• _REQUEST_: Find "Category: blue zip-up jacket" in the material below, then copy that line and every subsequent line to the end, exactly.

Records from a point labeling set
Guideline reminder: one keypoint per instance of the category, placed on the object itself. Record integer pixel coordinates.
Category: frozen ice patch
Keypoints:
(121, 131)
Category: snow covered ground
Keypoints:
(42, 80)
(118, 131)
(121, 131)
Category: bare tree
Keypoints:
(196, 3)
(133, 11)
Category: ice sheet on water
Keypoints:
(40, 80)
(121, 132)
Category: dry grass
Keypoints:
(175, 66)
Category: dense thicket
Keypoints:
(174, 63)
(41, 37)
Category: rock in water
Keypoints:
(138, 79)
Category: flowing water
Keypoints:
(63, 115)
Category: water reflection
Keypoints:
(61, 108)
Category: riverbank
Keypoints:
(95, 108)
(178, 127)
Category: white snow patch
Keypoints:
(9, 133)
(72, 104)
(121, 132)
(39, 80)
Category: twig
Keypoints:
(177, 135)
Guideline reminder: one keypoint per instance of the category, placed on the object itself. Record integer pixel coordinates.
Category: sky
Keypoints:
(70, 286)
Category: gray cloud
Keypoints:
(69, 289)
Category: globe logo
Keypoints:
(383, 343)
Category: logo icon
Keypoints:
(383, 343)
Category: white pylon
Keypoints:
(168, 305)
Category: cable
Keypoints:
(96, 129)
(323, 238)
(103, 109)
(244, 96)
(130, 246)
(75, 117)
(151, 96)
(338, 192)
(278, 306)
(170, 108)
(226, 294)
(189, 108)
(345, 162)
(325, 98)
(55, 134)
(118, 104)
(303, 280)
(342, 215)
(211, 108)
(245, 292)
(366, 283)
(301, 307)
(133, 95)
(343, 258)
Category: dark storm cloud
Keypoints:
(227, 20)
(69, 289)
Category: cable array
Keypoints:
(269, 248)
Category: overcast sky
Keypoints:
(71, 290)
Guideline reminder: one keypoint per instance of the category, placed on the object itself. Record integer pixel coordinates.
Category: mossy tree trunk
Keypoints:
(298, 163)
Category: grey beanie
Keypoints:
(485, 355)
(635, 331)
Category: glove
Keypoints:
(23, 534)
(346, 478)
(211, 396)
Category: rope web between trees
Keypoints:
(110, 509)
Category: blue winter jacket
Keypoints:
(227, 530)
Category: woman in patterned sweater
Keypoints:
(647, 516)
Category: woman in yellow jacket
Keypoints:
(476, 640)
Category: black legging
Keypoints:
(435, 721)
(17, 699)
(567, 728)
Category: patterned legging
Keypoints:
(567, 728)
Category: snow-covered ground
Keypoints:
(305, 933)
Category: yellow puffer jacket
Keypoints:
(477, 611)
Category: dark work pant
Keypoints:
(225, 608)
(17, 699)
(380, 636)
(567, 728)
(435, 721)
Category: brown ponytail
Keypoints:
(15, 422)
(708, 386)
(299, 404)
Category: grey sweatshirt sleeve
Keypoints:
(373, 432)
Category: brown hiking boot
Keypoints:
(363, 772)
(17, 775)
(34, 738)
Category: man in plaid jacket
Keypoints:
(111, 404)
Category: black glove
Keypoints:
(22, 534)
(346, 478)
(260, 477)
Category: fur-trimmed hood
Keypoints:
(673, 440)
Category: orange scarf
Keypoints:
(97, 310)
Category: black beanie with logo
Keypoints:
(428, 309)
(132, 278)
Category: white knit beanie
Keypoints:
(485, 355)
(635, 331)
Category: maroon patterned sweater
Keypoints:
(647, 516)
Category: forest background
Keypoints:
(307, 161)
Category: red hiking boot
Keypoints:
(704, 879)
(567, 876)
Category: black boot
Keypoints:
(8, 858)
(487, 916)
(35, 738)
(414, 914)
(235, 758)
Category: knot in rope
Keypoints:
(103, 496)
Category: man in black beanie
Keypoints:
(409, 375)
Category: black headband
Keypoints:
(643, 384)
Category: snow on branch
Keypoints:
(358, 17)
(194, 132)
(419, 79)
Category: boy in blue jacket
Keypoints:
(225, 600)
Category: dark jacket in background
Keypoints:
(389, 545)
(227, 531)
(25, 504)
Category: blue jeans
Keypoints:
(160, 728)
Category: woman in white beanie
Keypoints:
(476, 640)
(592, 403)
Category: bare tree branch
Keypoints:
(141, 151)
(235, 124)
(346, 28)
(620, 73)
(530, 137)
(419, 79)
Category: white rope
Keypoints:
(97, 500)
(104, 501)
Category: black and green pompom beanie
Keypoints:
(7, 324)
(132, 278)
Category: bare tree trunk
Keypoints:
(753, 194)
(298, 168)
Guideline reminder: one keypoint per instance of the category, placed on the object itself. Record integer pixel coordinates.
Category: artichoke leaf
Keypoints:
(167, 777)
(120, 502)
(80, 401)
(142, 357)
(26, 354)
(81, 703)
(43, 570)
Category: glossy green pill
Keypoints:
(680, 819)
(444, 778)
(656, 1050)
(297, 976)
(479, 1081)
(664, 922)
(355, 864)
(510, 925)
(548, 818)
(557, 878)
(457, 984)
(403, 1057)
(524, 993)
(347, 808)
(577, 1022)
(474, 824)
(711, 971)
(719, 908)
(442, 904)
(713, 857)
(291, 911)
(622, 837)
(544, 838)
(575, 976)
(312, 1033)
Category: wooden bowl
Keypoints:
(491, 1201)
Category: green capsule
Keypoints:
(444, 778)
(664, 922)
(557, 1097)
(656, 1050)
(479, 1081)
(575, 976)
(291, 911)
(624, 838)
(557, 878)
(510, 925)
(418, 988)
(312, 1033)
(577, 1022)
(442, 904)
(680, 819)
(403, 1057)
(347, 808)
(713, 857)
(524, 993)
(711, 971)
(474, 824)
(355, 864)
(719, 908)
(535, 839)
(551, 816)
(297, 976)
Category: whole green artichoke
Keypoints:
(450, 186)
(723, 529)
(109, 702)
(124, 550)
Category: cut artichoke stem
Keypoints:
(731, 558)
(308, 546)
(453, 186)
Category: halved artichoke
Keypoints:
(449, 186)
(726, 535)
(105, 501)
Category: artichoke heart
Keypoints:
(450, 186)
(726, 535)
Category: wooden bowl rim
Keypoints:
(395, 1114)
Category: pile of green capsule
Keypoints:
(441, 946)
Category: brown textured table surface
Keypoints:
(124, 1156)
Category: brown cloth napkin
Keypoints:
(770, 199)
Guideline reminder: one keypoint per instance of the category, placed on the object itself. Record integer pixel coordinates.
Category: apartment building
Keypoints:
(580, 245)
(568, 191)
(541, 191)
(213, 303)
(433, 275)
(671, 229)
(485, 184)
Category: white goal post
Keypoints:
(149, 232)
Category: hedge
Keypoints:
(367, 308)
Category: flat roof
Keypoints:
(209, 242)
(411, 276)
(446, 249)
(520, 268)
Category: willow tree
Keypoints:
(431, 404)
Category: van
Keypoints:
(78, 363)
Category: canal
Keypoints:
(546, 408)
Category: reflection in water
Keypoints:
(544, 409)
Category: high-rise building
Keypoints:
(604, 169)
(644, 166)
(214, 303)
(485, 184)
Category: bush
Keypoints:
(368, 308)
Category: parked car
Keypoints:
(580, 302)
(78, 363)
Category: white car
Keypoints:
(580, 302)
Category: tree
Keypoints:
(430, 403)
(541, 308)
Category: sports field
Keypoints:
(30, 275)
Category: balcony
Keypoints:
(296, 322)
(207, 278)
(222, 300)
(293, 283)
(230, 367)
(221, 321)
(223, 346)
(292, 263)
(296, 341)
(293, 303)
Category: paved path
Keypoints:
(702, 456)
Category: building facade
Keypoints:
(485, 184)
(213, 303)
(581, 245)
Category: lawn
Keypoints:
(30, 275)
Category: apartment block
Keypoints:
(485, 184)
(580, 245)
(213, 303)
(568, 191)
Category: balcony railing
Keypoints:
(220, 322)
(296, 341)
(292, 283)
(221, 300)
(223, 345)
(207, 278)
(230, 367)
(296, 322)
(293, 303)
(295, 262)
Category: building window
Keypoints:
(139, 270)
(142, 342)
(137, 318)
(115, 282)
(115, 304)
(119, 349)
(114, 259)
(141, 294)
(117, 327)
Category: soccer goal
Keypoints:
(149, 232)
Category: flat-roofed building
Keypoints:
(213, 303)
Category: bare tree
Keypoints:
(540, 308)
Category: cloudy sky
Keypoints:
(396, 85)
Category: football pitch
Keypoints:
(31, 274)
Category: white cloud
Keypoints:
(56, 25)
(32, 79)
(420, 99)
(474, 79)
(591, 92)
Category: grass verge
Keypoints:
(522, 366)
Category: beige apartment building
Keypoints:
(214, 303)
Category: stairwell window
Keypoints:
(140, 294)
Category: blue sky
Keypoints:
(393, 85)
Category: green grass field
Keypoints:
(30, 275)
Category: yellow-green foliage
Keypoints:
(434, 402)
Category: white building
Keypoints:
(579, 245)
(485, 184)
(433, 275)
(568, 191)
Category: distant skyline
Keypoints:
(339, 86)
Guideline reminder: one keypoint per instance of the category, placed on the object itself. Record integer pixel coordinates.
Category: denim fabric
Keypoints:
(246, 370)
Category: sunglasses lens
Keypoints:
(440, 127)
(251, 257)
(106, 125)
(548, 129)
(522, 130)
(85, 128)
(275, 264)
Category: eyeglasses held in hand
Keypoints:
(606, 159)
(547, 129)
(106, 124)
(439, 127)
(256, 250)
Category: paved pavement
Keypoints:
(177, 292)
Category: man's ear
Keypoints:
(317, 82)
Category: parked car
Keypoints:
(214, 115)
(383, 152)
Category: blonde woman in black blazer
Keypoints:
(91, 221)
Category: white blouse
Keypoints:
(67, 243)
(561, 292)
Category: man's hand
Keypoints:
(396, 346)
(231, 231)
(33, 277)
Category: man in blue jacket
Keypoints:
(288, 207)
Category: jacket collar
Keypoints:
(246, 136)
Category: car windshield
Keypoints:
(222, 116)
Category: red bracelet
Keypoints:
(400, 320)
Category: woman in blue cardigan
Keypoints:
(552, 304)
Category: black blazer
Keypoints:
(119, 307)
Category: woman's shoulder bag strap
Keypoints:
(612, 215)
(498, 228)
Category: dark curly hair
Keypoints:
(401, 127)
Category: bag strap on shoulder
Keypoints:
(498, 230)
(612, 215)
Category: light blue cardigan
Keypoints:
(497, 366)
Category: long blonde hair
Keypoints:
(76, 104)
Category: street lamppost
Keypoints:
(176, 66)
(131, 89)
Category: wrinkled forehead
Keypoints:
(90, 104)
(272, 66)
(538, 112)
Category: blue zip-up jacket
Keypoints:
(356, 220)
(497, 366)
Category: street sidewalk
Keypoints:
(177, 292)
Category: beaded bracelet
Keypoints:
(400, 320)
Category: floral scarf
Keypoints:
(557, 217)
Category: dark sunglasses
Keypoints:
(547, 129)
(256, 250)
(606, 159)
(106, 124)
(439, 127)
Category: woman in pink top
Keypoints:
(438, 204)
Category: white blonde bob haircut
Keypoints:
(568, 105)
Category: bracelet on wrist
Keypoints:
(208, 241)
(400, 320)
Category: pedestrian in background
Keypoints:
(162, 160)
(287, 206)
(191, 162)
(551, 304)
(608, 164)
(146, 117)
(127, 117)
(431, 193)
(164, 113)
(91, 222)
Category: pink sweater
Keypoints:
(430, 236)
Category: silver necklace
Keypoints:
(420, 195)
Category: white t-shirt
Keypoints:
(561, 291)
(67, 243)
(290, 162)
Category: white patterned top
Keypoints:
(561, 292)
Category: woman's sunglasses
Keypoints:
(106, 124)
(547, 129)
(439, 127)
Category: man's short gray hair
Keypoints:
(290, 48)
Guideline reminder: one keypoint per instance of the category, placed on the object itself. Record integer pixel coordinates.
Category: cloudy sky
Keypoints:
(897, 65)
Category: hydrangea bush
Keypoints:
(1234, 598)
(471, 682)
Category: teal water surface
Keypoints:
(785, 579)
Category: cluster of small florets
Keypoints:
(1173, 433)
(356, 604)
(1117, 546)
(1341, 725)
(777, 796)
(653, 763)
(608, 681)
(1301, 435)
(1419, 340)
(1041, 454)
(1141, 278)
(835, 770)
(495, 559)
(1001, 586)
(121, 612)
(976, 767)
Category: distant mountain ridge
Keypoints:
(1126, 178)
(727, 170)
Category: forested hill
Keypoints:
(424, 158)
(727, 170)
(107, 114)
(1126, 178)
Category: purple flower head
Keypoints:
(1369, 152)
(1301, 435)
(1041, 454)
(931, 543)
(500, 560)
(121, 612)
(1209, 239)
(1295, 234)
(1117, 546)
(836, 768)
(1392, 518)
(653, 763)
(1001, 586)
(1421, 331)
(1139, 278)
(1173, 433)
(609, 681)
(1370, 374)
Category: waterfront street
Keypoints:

• _EXERCISE SOLUTION_:
Category: blue zip-up jacket
Keypoints:
(356, 220)
(497, 366)
Category: street sidewalk
Keypoints:
(177, 292)
Category: beaded bracelet
Keypoints:
(400, 320)
Category: floral scarf
Keypoints:
(557, 217)
Category: dark sunglasses
Keypoints:
(547, 129)
(256, 250)
(606, 159)
(106, 124)
(439, 127)
Category: woman in pink top
Keypoints:
(438, 204)
Category: white blonde bob haircut
Keypoints:
(568, 105)
Category: bracelet on wrist
Keypoints:
(208, 241)
(400, 320)
Category: pedestrian in background
Keypoints:
(162, 160)
(287, 206)
(191, 162)
(551, 304)
(608, 164)
(146, 117)
(127, 117)
(431, 193)
(164, 113)
(91, 222)
Category: pink sweater
Keypoints:
(430, 236)
Category: silver necklace
Keypoints:
(420, 195)
Category: white t-shirt
Keypoints:
(561, 291)
(67, 243)
(290, 162)
Category: white patterned top
Keypoints:
(561, 292)
Category: woman's sunglasses
Keypoints:
(106, 124)
(547, 129)
(439, 127)
Category: man's short gray hair
Keypoints:
(290, 48)
Guideline reminder: one keypoint per instance of the category, placed on the object itself. Record integer pixel coordinates.
Category: cloudy sky
Keypoints:
(897, 65)
Category: hydrangea bush
Keypoints:
(1234, 598)
(471, 682)
Category: teal water surface
Keypoints:
(785, 579)
Category: cluster of small florets
Keypoints:
(1173, 433)
(356, 604)
(1117, 546)
(1341, 725)
(777, 796)
(653, 763)
(608, 681)
(1301, 435)
(1419, 340)
(1041, 454)
(1141, 278)
(835, 770)
(495, 559)
(1001, 586)
(121, 612)
(976, 767)
Category: distant mountain ridge
Keypoints:
(1126, 178)
(727, 170)
Category: forested hill
Keypoints:
(424, 158)
(727, 170)
(107, 114)
(1126, 178)
Category: purple flower head
Keypoints:
(1369, 152)
(1301, 435)
(1041, 454)
(931, 543)
(500, 560)
(121, 612)
(1209, 239)
(1295, 234)
(1117, 546)
(836, 768)
(1392, 518)
(653, 763)
(1001, 586)
(1421, 331)
(1139, 278)
(1173, 433)
(609, 681)
(1370, 374)
Category: waterfront street
Keypoints:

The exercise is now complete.